EXERCISE AIM: Find the lines in the records that carry the word "Query". Copy each one.

|---|

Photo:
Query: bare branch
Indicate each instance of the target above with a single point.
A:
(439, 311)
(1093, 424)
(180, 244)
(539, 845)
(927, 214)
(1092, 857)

|---|

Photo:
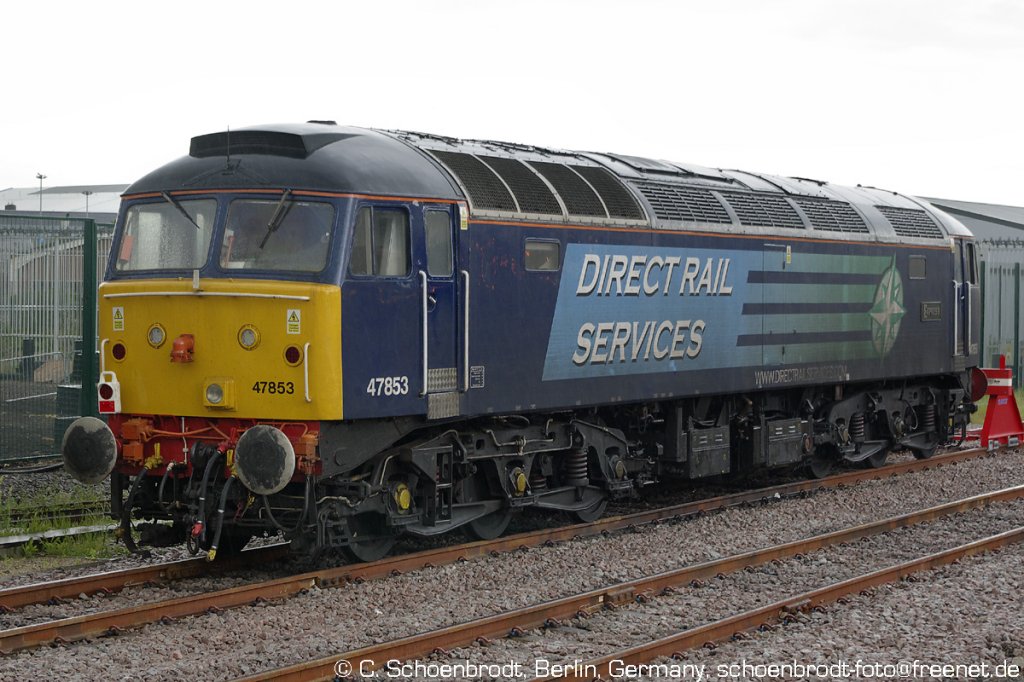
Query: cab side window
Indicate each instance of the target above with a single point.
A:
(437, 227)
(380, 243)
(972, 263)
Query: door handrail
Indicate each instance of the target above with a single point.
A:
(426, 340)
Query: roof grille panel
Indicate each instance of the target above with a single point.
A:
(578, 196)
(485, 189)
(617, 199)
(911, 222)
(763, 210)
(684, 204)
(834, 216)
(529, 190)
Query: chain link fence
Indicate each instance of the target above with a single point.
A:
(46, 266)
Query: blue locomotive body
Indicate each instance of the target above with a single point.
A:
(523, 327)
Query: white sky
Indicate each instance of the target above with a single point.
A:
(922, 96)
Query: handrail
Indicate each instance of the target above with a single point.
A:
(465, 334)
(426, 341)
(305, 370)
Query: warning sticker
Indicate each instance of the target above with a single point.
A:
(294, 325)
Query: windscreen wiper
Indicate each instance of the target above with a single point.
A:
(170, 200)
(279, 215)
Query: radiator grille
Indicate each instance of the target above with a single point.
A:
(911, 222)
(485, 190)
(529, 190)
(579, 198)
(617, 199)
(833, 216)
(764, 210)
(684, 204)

|---|

RESPONSE AREA:
Query: bare branch
Query: cab side window
Query: door handrail
Query: roof grille panel
Query: chain link fence
Query: blue locomotive body
Query: white sky
Query: handrail
Query: warning sticker
Query: windscreen wiper
Query: radiator grille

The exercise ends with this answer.